# Directions:
Present the data once more in exactly its original form.

Point localization data
>>>>

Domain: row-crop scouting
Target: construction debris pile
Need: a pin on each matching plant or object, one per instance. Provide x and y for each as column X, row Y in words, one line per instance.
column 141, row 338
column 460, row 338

<<<<

# Result of this task:
Domain: row-crop scouting
Target: construction debris pile
Need: a pin on each matching plant or object, one per instance. Provide x and y for each as column X, row Y in words, one line per instance.
column 141, row 338
column 460, row 338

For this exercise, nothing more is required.